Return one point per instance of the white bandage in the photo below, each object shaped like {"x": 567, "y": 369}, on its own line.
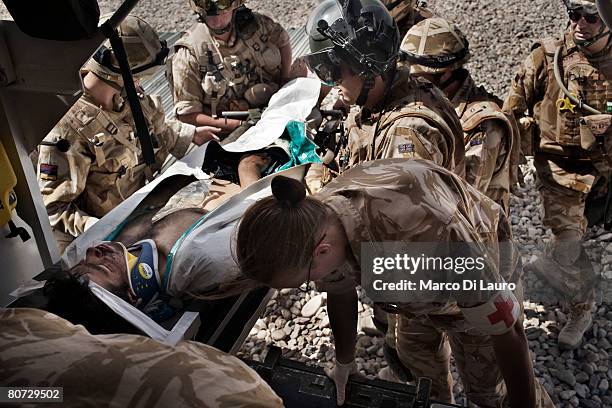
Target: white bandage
{"x": 496, "y": 316}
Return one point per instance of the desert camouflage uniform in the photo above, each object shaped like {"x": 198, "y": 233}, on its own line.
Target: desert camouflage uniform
{"x": 407, "y": 13}
{"x": 104, "y": 164}
{"x": 488, "y": 137}
{"x": 430, "y": 205}
{"x": 251, "y": 56}
{"x": 120, "y": 370}
{"x": 417, "y": 121}
{"x": 566, "y": 171}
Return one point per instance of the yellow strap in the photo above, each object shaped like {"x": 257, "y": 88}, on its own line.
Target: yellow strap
{"x": 564, "y": 104}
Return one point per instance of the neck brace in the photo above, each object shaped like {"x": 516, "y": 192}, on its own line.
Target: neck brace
{"x": 145, "y": 280}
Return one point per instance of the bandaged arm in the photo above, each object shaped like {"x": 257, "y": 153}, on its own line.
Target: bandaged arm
{"x": 500, "y": 318}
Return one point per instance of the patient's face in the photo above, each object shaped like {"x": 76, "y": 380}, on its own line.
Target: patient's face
{"x": 105, "y": 265}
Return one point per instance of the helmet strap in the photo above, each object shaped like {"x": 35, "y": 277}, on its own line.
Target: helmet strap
{"x": 587, "y": 43}
{"x": 365, "y": 90}
{"x": 457, "y": 75}
{"x": 226, "y": 29}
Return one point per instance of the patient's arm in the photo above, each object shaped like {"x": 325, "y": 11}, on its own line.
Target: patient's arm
{"x": 139, "y": 225}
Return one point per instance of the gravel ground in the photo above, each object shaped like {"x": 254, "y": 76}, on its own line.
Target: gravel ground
{"x": 500, "y": 37}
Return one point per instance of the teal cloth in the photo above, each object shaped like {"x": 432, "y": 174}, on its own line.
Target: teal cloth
{"x": 301, "y": 148}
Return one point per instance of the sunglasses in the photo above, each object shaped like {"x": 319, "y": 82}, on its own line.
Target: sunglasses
{"x": 306, "y": 288}
{"x": 219, "y": 5}
{"x": 575, "y": 16}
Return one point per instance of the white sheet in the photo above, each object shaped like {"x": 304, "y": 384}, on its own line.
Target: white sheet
{"x": 294, "y": 101}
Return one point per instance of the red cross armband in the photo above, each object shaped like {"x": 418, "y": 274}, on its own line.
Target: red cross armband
{"x": 496, "y": 316}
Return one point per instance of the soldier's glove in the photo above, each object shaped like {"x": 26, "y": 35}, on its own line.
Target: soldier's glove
{"x": 340, "y": 374}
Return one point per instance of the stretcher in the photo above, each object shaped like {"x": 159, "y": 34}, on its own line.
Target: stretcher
{"x": 225, "y": 323}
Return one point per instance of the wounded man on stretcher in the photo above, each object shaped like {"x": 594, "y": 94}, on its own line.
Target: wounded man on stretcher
{"x": 174, "y": 245}
{"x": 172, "y": 239}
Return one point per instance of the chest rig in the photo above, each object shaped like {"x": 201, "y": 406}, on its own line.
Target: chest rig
{"x": 479, "y": 106}
{"x": 560, "y": 120}
{"x": 228, "y": 72}
{"x": 111, "y": 137}
{"x": 422, "y": 102}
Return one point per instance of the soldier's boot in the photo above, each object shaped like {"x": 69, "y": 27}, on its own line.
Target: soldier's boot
{"x": 395, "y": 371}
{"x": 580, "y": 320}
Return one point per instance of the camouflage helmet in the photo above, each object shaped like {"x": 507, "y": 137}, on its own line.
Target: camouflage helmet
{"x": 212, "y": 7}
{"x": 400, "y": 8}
{"x": 145, "y": 51}
{"x": 589, "y": 6}
{"x": 359, "y": 33}
{"x": 434, "y": 46}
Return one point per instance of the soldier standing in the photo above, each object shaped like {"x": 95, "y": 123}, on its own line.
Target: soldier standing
{"x": 397, "y": 115}
{"x": 232, "y": 60}
{"x": 550, "y": 97}
{"x": 437, "y": 50}
{"x": 407, "y": 13}
{"x": 91, "y": 161}
{"x": 321, "y": 238}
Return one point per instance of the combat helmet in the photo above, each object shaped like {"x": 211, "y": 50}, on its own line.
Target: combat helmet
{"x": 213, "y": 7}
{"x": 588, "y": 7}
{"x": 434, "y": 46}
{"x": 400, "y": 8}
{"x": 360, "y": 34}
{"x": 145, "y": 51}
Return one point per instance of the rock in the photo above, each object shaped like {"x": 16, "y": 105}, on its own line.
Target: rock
{"x": 582, "y": 390}
{"x": 366, "y": 324}
{"x": 582, "y": 377}
{"x": 312, "y": 306}
{"x": 564, "y": 375}
{"x": 278, "y": 334}
{"x": 589, "y": 403}
{"x": 286, "y": 314}
{"x": 604, "y": 385}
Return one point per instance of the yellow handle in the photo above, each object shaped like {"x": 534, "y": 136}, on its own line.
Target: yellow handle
{"x": 8, "y": 200}
{"x": 564, "y": 104}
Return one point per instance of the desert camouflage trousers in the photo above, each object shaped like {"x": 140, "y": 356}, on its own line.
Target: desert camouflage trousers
{"x": 563, "y": 192}
{"x": 425, "y": 348}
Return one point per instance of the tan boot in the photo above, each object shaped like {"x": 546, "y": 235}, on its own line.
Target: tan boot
{"x": 580, "y": 320}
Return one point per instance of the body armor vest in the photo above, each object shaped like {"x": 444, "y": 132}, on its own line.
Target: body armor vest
{"x": 584, "y": 79}
{"x": 228, "y": 74}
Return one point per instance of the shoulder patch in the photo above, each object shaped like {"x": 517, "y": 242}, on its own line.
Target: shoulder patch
{"x": 405, "y": 148}
{"x": 48, "y": 171}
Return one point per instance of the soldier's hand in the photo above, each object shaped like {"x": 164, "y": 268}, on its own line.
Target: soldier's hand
{"x": 340, "y": 374}
{"x": 205, "y": 134}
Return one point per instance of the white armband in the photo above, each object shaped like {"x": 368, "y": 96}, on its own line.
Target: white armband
{"x": 496, "y": 316}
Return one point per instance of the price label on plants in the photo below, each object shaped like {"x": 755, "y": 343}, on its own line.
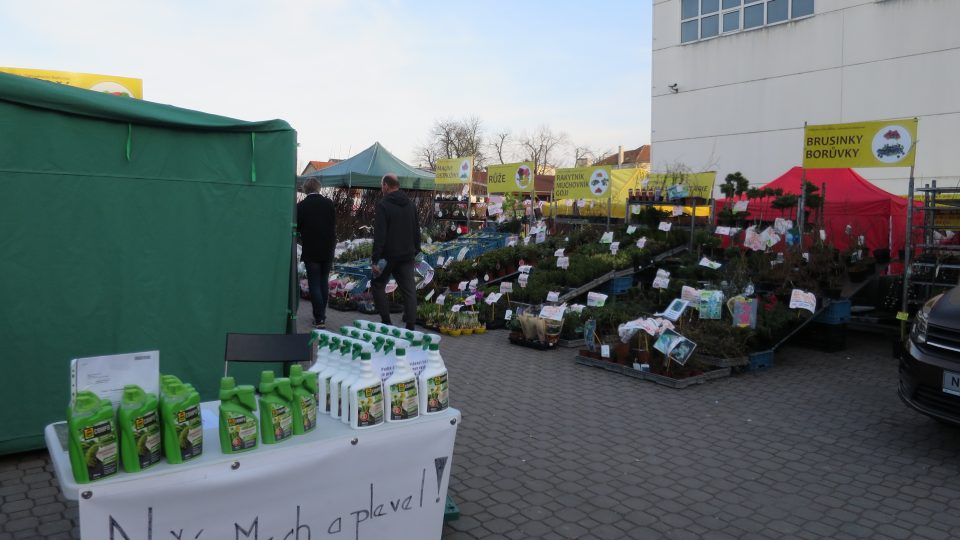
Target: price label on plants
{"x": 803, "y": 300}
{"x": 595, "y": 299}
{"x": 553, "y": 313}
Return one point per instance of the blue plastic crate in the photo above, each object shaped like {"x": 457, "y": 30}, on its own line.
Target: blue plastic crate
{"x": 838, "y": 312}
{"x": 760, "y": 361}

**Problem statement:**
Recast all of the rows above as a JSON list of strings, one string per line, leaving out blank lines and the pictures.

**The result:**
[
  "Return one point per instance of the white bandage in the photo below, each object shaped like {\"x\": 567, \"y\": 369}, on its own line.",
  "Target: white bandage",
  "{\"x\": 496, \"y\": 316}",
  "Return one point per instance of the desert camouflage uniform in the photo above, each object shaped like {\"x\": 198, \"y\": 233}, on its own line.",
  "Target: desert camouflage uniform",
  "{\"x\": 407, \"y\": 13}",
  "{\"x\": 104, \"y\": 164}",
  "{\"x\": 488, \"y\": 137}",
  "{\"x\": 430, \"y\": 205}",
  "{\"x\": 251, \"y\": 56}",
  "{\"x\": 120, \"y\": 370}",
  "{\"x\": 417, \"y\": 121}",
  "{\"x\": 566, \"y\": 171}",
  "Return one point per instance of the yellow strap in the photo above, each object shaped like {\"x\": 257, \"y\": 88}, on its own line.",
  "Target: yellow strap",
  "{\"x\": 564, \"y\": 104}",
  "Return one point per instance of the neck brace in the photo above, each object shaped like {\"x\": 516, \"y\": 192}, on its own line.",
  "Target: neck brace",
  "{\"x\": 145, \"y\": 280}",
  "Return one point per instance of the bandaged arm in the photo above, each object shaped like {\"x\": 257, \"y\": 153}, on its own line.",
  "Target: bandaged arm",
  "{\"x\": 500, \"y\": 318}",
  "Return one point per instance of the patient's face in the photo above, each object shaped like {\"x\": 76, \"y\": 380}, on its own line.",
  "Target: patient's face",
  "{\"x\": 105, \"y\": 265}",
  "Return one point per instance of the helmet strap in the photo above, each object shaped like {\"x\": 35, \"y\": 277}, on its own line.",
  "Target: helmet strap",
  "{\"x\": 587, \"y\": 43}",
  "{\"x\": 365, \"y\": 90}",
  "{\"x\": 457, \"y\": 75}",
  "{\"x\": 226, \"y\": 29}",
  "Return one point per instance of the patient's arm in the photo above, each object shaped like {\"x\": 325, \"y\": 11}, on its own line.",
  "Target: patient's arm",
  "{\"x\": 139, \"y\": 225}",
  "Return one point per instance of the gravel ground in the photo above, each object shaped like {\"x\": 254, \"y\": 76}, on its own line.",
  "Target: gravel ground",
  "{\"x\": 500, \"y\": 37}",
  "Return one point per instance of the teal cloth in the photo above, each object shaped like {\"x\": 432, \"y\": 174}, on its own line.",
  "Target: teal cloth",
  "{\"x\": 301, \"y\": 148}",
  "Return one point per instance of the sunglasses in the photo above, each object shaped like {\"x\": 319, \"y\": 82}, on its own line.",
  "Target: sunglasses",
  "{\"x\": 306, \"y\": 288}",
  "{\"x\": 219, \"y\": 5}",
  "{\"x\": 575, \"y\": 16}",
  "Return one point per instance of the white sheet in the photo above, each object shaped like {\"x\": 304, \"y\": 384}, on its own line.",
  "Target: white sheet",
  "{\"x\": 294, \"y\": 101}",
  "Return one point per instance of the red cross armband in the photo above, each object shaped like {\"x\": 418, \"y\": 274}, on its own line.",
  "Target: red cross armband",
  "{\"x\": 496, \"y\": 316}",
  "Return one point per instance of the soldier's glove in the photo above, each object shaped like {\"x\": 26, \"y\": 35}, on its own line.",
  "Target: soldier's glove",
  "{\"x\": 340, \"y\": 374}",
  "Return one point per instance of the stretcher in the photo above, each object shaped like {\"x\": 159, \"y\": 34}, on its own line.",
  "Target: stretcher",
  "{\"x\": 225, \"y\": 323}",
  "Return one point per instance of the wounded man on stretcher in the photo above, each object shaped like {\"x\": 594, \"y\": 94}, on its own line.",
  "Target: wounded man on stretcher",
  "{\"x\": 174, \"y\": 245}",
  "{\"x\": 172, \"y\": 239}",
  "Return one point per instance of the chest rig in the photo above, each object shaped like {\"x\": 201, \"y\": 406}, on its own line.",
  "Target: chest rig",
  "{\"x\": 479, \"y\": 106}",
  "{\"x\": 560, \"y\": 120}",
  "{\"x\": 228, \"y\": 72}",
  "{\"x\": 111, \"y\": 137}",
  "{\"x\": 422, \"y\": 102}",
  "Return one point per instance of the soldier's boot in the photo above, each object shaped like {\"x\": 69, \"y\": 27}, on its own line.",
  "Target: soldier's boot",
  "{\"x\": 395, \"y\": 371}",
  "{\"x\": 580, \"y\": 320}",
  "Return one point per instance of the camouflage helmet in the photo above, each object shaped like {\"x\": 507, \"y\": 137}, on its own line.",
  "Target: camouflage helmet",
  "{\"x\": 212, \"y\": 7}",
  "{\"x\": 400, \"y\": 8}",
  "{\"x\": 145, \"y\": 51}",
  "{\"x\": 589, \"y\": 6}",
  "{\"x\": 359, \"y\": 33}",
  "{\"x\": 434, \"y\": 46}",
  "Return one point per instance of the soldier standing in the photo above, each object shaped like {\"x\": 95, \"y\": 123}, on its own line.",
  "Target: soldier standing",
  "{\"x\": 397, \"y\": 115}",
  "{\"x\": 232, \"y\": 60}",
  "{\"x\": 550, \"y\": 97}",
  "{\"x\": 437, \"y\": 50}",
  "{\"x\": 407, \"y\": 13}",
  "{\"x\": 91, \"y\": 161}",
  "{\"x\": 321, \"y\": 238}",
  "Return one point per instance of the combat helmet in the photo above, each object shaped like {\"x\": 211, \"y\": 50}, on its own line.",
  "Target: combat helmet",
  "{\"x\": 213, \"y\": 7}",
  "{\"x\": 588, \"y\": 7}",
  "{\"x\": 434, \"y\": 46}",
  "{\"x\": 400, \"y\": 8}",
  "{\"x\": 360, \"y\": 34}",
  "{\"x\": 145, \"y\": 51}",
  "Return one point per instance of the rock in the photo above, each object shaped like {\"x\": 16, \"y\": 105}, on its own line.",
  "Target: rock",
  "{\"x\": 582, \"y\": 390}",
  "{\"x\": 366, \"y\": 324}",
  "{\"x\": 582, \"y\": 377}",
  "{\"x\": 312, \"y\": 306}",
  "{\"x\": 564, \"y\": 375}",
  "{\"x\": 278, \"y\": 334}",
  "{\"x\": 589, \"y\": 403}",
  "{\"x\": 286, \"y\": 314}",
  "{\"x\": 604, \"y\": 385}",
  "Return one point per instance of the yellow handle in the photo above, each object shaped like {\"x\": 534, \"y\": 136}, on its own line.",
  "Target: yellow handle",
  "{\"x\": 8, \"y\": 200}",
  "{\"x\": 564, \"y\": 104}",
  "Return one point per instance of the desert camouflage trousers in the photo above, each object shaped like {\"x\": 140, \"y\": 356}, on its own line.",
  "Target: desert camouflage trousers",
  "{\"x\": 563, \"y\": 192}",
  "{\"x\": 425, \"y\": 348}",
  "Return one point per instance of the tan boot in the photo above, each object shaped like {\"x\": 546, \"y\": 235}, on its own line.",
  "Target: tan boot",
  "{\"x\": 580, \"y\": 320}",
  "Return one point per instance of the body armor vest in the photo above, each object shaped like {\"x\": 444, \"y\": 132}, on its own line.",
  "Target: body armor vest",
  "{\"x\": 584, \"y\": 79}",
  "{\"x\": 228, \"y\": 74}",
  "Return one point per instance of the shoulder patch in the photo above, each object shaped like {\"x\": 517, \"y\": 242}, on its own line.",
  "Target: shoulder patch",
  "{\"x\": 405, \"y\": 148}",
  "{\"x\": 48, \"y\": 171}",
  "Return one point per instance of the soldier's hand in the photo above, each object shaped like {\"x\": 164, \"y\": 268}, on its own line.",
  "Target: soldier's hand",
  "{\"x\": 340, \"y\": 374}",
  "{\"x\": 205, \"y\": 134}",
  "Return one point per instance of the white armband in the photo above, each object shaped like {\"x\": 368, \"y\": 96}, on its own line.",
  "Target: white armband",
  "{\"x\": 496, \"y\": 316}",
  "Return one point per instance of the price label on plants in the photo below, each object shaped like {\"x\": 755, \"y\": 343}, on its own line.",
  "Target: price label on plants",
  "{\"x\": 803, \"y\": 300}",
  "{\"x\": 595, \"y\": 299}",
  "{\"x\": 553, \"y\": 313}",
  "Return one point per instance of the blue plastic crate in the photo above, each object shaped like {\"x\": 457, \"y\": 30}, on its own line.",
  "Target: blue plastic crate",
  "{\"x\": 838, \"y\": 312}",
  "{\"x\": 760, \"y\": 361}"
]